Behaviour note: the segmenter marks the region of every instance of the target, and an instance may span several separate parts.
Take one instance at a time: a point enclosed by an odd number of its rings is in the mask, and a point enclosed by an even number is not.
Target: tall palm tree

========

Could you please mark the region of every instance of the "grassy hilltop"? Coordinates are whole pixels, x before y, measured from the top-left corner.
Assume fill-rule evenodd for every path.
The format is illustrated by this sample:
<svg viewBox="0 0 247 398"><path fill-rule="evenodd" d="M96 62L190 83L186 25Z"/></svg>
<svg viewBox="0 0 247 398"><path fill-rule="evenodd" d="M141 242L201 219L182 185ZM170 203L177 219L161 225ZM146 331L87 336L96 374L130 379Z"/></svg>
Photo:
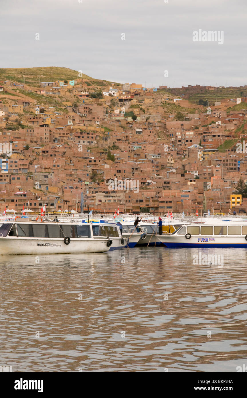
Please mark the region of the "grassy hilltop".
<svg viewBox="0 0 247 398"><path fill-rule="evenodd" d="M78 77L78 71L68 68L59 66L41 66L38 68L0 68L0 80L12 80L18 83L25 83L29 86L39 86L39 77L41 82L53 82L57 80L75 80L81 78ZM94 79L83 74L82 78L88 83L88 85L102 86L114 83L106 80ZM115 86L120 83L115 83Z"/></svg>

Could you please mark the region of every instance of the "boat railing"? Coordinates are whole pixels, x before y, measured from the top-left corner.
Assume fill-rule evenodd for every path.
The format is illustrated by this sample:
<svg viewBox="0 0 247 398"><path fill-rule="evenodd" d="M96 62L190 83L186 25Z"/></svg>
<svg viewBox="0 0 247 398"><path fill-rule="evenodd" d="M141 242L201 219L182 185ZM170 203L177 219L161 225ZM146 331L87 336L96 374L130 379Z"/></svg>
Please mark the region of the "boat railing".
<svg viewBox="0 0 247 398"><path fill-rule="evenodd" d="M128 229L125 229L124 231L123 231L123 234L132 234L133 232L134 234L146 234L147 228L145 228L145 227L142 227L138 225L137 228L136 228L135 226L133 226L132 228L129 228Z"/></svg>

========

> [Required work]
Update the lines from the one with "Behaviour note: the" up to and including the one with "Target: tall palm tree", replacing "segmenter" with "labeler" and leaving everything else unchanged. Give only those lines.

> [Output for this task]
Behaviour note: the labeler marks the region of every instance of the target, and an instance may span several separate parts.
Take one instance at a time: a point enclosed by an odd number of its rings is in the mask, and a point enclosed by an even number is not.
Target: tall palm tree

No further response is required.